Task statement.
Retype the whole listing below precisely.

Raw data.
= = = = = = =
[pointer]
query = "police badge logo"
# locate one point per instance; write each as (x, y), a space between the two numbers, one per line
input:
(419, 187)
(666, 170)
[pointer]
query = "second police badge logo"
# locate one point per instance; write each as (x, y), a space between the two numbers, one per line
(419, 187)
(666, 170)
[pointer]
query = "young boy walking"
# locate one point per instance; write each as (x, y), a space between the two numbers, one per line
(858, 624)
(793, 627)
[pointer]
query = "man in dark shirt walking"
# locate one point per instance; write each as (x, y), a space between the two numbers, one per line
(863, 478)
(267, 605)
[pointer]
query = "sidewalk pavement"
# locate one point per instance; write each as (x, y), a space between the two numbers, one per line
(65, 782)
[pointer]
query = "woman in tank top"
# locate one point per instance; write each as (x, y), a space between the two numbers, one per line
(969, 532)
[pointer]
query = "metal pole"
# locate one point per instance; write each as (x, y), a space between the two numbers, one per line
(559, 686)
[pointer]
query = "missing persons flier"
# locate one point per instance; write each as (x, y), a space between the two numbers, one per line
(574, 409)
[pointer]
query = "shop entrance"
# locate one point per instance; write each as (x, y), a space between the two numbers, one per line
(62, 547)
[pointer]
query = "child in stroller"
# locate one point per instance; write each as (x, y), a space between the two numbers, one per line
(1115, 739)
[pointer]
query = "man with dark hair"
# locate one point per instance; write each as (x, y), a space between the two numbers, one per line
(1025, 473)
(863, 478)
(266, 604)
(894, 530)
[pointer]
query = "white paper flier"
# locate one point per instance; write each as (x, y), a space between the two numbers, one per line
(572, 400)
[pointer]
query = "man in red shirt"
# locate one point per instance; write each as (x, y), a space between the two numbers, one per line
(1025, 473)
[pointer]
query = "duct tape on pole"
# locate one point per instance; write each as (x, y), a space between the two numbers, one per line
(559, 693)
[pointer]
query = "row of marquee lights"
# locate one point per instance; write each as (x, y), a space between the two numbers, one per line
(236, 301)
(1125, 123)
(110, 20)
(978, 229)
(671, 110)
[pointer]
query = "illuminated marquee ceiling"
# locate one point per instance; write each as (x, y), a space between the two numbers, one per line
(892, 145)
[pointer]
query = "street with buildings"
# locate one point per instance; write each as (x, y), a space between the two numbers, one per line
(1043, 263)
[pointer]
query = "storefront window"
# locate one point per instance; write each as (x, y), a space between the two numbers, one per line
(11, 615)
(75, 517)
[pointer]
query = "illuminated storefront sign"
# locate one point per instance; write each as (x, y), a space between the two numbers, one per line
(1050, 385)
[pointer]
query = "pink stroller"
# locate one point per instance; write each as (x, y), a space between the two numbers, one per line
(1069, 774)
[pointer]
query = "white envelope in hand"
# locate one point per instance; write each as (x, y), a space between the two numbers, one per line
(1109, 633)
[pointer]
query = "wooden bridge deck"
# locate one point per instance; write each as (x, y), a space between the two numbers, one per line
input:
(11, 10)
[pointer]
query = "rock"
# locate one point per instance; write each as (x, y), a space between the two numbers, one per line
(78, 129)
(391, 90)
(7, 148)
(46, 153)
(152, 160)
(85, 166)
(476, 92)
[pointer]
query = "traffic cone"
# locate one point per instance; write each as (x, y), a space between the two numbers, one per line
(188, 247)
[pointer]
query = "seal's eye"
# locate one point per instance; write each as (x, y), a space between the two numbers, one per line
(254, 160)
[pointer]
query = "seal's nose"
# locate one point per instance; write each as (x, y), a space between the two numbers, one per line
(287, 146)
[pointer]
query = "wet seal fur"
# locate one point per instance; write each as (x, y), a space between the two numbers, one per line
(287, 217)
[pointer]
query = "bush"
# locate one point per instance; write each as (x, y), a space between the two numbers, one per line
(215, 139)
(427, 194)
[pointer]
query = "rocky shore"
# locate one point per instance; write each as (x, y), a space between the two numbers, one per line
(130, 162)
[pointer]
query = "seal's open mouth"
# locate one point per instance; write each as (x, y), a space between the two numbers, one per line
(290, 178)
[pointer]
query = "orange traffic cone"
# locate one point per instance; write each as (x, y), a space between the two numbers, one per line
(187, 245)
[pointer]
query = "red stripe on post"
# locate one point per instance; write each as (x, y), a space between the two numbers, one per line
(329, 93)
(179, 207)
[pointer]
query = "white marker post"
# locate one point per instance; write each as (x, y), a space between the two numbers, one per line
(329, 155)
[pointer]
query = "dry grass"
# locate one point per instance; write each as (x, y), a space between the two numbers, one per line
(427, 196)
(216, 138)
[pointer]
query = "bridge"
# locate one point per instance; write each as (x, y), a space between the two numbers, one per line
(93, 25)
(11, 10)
= = = = = = =
Response.
[pointer]
query = "police badge logo"
# locate one point per instance; write each as (x, y), a space between the two numbers, one per line
input:
(419, 187)
(666, 170)
[pointer]
query = "second police badge logo"
# locate one point per instance; write each as (x, y), a space between the two numbers, one per line
(419, 187)
(666, 170)
[pointer]
query = "young boy walking"
# locate one point per instance; write each as (x, y), a space between the two numbers, one per line
(858, 624)
(793, 627)
[pointer]
query = "man in dark shirt walking"
# locate one point per instance; write each as (x, y), a space between the two numbers, one per line
(863, 478)
(267, 605)
[pointer]
query = "sidewalk pavement"
# locate one point per instance; write each as (x, y), a space between the two numbers, one per line
(65, 782)
[pointer]
query = "woman in tank top"
# locate one point per instance; write each as (x, y), a space between the two numbers, one per line
(969, 532)
[pointer]
query = "metal pole"
# locate one point per instance; write each as (x, y), a space between the two numbers, one per line
(559, 686)
[pointer]
query = "missing persons flier"
# locate one point per instance; write each as (x, y), a space between the two numbers, one per line
(574, 409)
[pointer]
query = "shop entrance"
# locate one point per instance; write each as (x, y), a space between the two numbers, one per line
(62, 547)
[pointer]
query = "child in stroller"
# locate one point per instance; write each as (x, y), a space between the two numbers, one per line
(1115, 739)
[pointer]
query = "man with dark hair"
# locate one point per instance; write each as (x, y), a space between the two numbers, one per line
(1025, 473)
(863, 478)
(266, 604)
(894, 530)
[pointer]
query = "white paper flier"
# locate one point per instance; write each as (x, y), a space between the two numbers, one per line
(572, 400)
[pointer]
query = "man in red shirt"
# locate one point per instance; write each as (x, y), a space between the two numbers, one per line
(1025, 473)
[pointer]
query = "duct tape on pole"
# locate one point per instance; write each as (x, y), a space between the two numbers, one per line
(559, 693)
[pointer]
query = "row of marquee lights"
# locate one point per instance; write each as (x, y), a space between the two numbers, one per line
(236, 301)
(1125, 123)
(110, 20)
(978, 229)
(671, 110)
[pointer]
query = "illuminated marquee ceiling"
# locate one point per instance; write each as (x, y), a space between the two numbers, one per line
(892, 145)
[pointer]
query = "street with buildings"
# locate one point per instance; write each as (x, y), a space between the two numbers, one per line
(1043, 263)
[pointer]
query = "storefront window"
# locate one point per instance; write each as (x, y), a space between the two numbers, one per line
(11, 615)
(75, 517)
[pointer]
query = "illuminated storefront sign"
# locate one point per instance; write each as (x, y), a space between the two numbers, one per line
(1050, 385)
[pointer]
query = "pink stroller"
# locate one point per instance; write each as (x, y), a space between the two numbers, one per line
(1069, 774)
[pointer]
query = "white envelope in hand"
# locate one point per instance; write each as (x, y), a space between the two numbers, one per line
(1109, 633)
[pointer]
query = "wooden bridge deck"
# locate one point per instance; write each as (x, y), a space between the two numbers, one per line
input:
(11, 10)
[pointer]
query = "rock"
# locate one point per instance; write each as (x, y), a space between the two numbers, one per line
(78, 129)
(391, 90)
(7, 148)
(46, 153)
(152, 160)
(85, 166)
(476, 92)
[pointer]
query = "traffic cone"
# locate one point per instance; write each as (x, y), a space between the two numbers, one per line
(188, 247)
[pointer]
query = "seal's eye"
# locate one point per instance; write each as (x, y), a space between the two numbers, one per line
(254, 160)
[pointer]
query = "seal's nose"
# locate one point per instance; write each as (x, y), a space between the two numbers, one per line
(287, 146)
[pointer]
query = "wet seal fur"
# locate one point per instance; write each as (x, y), a space between the two numbers, one per line
(287, 217)
[pointer]
query = "bush"
# locate one point per instance; write each as (x, y), a space between the two numbers, one per line
(215, 139)
(427, 194)
[pointer]
query = "rocky shore"
# locate one point per instance; write each as (x, y), a space between the two numbers, one per line
(130, 162)
[pointer]
query = "seal's open mouth"
# locate one point per instance; write each as (x, y), a space between the two numbers, one per line
(290, 178)
[pointer]
query = "orange traffic cone"
# locate one point per instance; write each as (x, y), a space between the two numbers, one per line
(187, 245)
[pointer]
query = "red stripe on post"
# locate one point per instance; write each as (x, y), a space between the two numbers, one per line
(329, 93)
(179, 207)
[pointer]
query = "white marker post"
# locate one point per instance; write each as (x, y), a space between the two numbers, one per line
(329, 155)
[pointer]
query = "dry grass"
# locate one point per instance; write each as (x, y), a space between the two numbers, one per line
(427, 196)
(216, 138)
[pointer]
query = "bridge"
# locate one point per instance; write each as (x, y), a space between the two numbers, one per line
(93, 25)
(11, 10)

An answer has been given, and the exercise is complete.